> Task item a:
Render every line of the segmentation records below as a JSON list of strings, one string per line, with blank lines omitted and the pictures left out.
Document excerpt Start Marker
# Text Processing

One of the most common examples of text processing is text classification to detect emails as spam/non-spam or for sentiment analysis. Sentiment analysis is nothing but classifying a statement as positive/negative. For example 

Text(Feature) : 
 Eight days, 25 dead: California shaken by string of mass shootings

Sentiment: Negative

NLP - Natural Language processing, is the process of analyzing text data and performing tasks such as sentiment analysis, cognitive assistance, identifying fake news, and real-time language translation.

By using NLP, text classification can be used to analyze text and assign a predefined class based on the context. There is mainly three text classification approach-

Rule-based System,
Machine System
Hybrid System.

Before we jump to the classification approaches let's understand the preprocessing. We need to transform the text data/words to the numerical features that work as input to the ML algorithms and this process is called as text preprocessing.


In this tutorial, we will perform text preprocessing using nltk. nltk is a python library mainly used for Natural Language processing.

In [2]:
# Load libraries
import pandas as pd
import numpy as np

import nltk
import string
import re

Import the file

The dataset has the sms messages classified as spam/ham. We will use this for our text processing.
Document excerpt End Marker
> Task item b:
Write the next part of the text preprocessing tutorial, starting after its final sentence.
Available data Start Marker
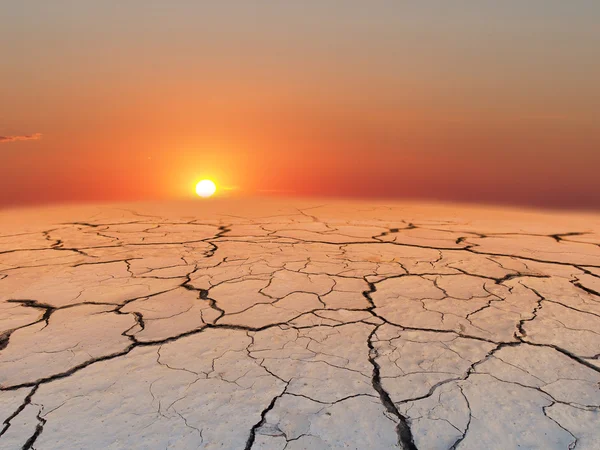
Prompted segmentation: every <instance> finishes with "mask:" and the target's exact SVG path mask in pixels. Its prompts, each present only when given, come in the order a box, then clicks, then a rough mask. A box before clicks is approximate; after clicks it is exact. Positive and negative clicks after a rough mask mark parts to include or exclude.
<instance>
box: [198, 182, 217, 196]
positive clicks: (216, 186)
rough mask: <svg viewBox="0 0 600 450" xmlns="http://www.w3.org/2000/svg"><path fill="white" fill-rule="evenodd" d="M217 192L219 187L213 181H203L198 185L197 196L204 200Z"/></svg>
mask: <svg viewBox="0 0 600 450" xmlns="http://www.w3.org/2000/svg"><path fill="white" fill-rule="evenodd" d="M216 191H217V186H216V184H215V183H214V182H212V181H211V180H202V181H199V182H198V184H197V185H196V194H198V195H199V196H200V197H203V198H208V197H210V196H212V195H213V194H214V193H215V192H216Z"/></svg>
Available data End Marker
> Expected output a:
[
  "Prompted segmentation: every <instance> finishes with \"mask:\" and the target's exact SVG path mask in pixels. Its prompts, each present only when given, come in the order a box, then clicks, then a rough mask. A box before clicks is approximate; after clicks it is exact. Positive and negative clicks after a rough mask mark parts to include or exclude.",
  "<instance>",
  "box: [198, 182, 217, 196]",
  "positive clicks: (216, 186)",
  "rough mask: <svg viewBox=\"0 0 600 450\" xmlns=\"http://www.w3.org/2000/svg\"><path fill=\"white\" fill-rule=\"evenodd\" d=\"M217 192L219 187L213 181H203L198 185L197 196L204 200Z\"/></svg>",
  "mask: <svg viewBox=\"0 0 600 450\" xmlns=\"http://www.w3.org/2000/svg\"><path fill=\"white\" fill-rule=\"evenodd\" d=\"M216 191H217V186H216V184H215V183H214V182H212V181H211V180H202V181H199V182H198V184H197V185H196V194H198V195H199V196H200V197H203V198H208V197H210V196H212V195H213V194H214V193H215V192H216Z\"/></svg>"
]

> Expected output b:
In [3]:
data = pd.read_csv('spamdata.csv')
data.head()

Unnamed: 0,Category,Message
0,ham,"Go until jurong point, crazy.. Available only ..."
1,ham,Ok lar... Joking wif u oni...
2,spam,Free entry in 2 a wkly comp to win FA Cup fina...
3,ham,U dun say so early hor... U c already then say...
4,ham,"Nah I don't think he goes to usf, he lives aro..."


Check for null values and class frequency

In [4]:
data.isnull().sum()

Category    0
Message     0
dtype: int64

In [5]:
data['Category'].value_counts()

ham     4825
spam     747
Name: Category, dtype: int64

To lowercase: The first step to data preprocessing is to convert to lowercase to reduce the vocabulary size.

In [6]:
def to_lowercase(text):
    text = text.lower()
    return text

data['Message'] = data['Message'].apply(to_lowercase)

Remove numerals: We remove numbers or can convert to text representation. In this case removing numbers isn't a problem as they have lesser significance in classification.

In [7]:
# Remove numbers
def remove_numbers(text):
    text = re.sub(r'\d+', '', text)
    return text
 
data['Message'] = data['Message'].apply(remove_numbers)

Remove punctuation: To avoid duplication of words we remove punctuations. For example, the, the! are same words that cannot be distinguished without removing the words.

In [8]:
def remove_punctuations(text):
    return text.translate(str.maketrans('', '', string.punctuation))

data['Message'] = data['Message'].apply(remove_punctuations)

Remove unnecessary white spaces

In [9]:
# remove whitespace from text
def remove_whitespace(text):
    return  " ".join(text.split())
 
data['Message'] = data['Message'].apply(remove_punctuations)

Remove stop words: Stop words are words that do not add any meaning or context to the sentence. NLTK has a list of stop words that can be used to remove from the data

Input: “Boulder is the best city in colorado” 
Output: [‘Boulder’, ‘best’, ‘city’, ‘colorado’’] 

In [13]:
nltk.download('punkt')
nltk.download('stopwords')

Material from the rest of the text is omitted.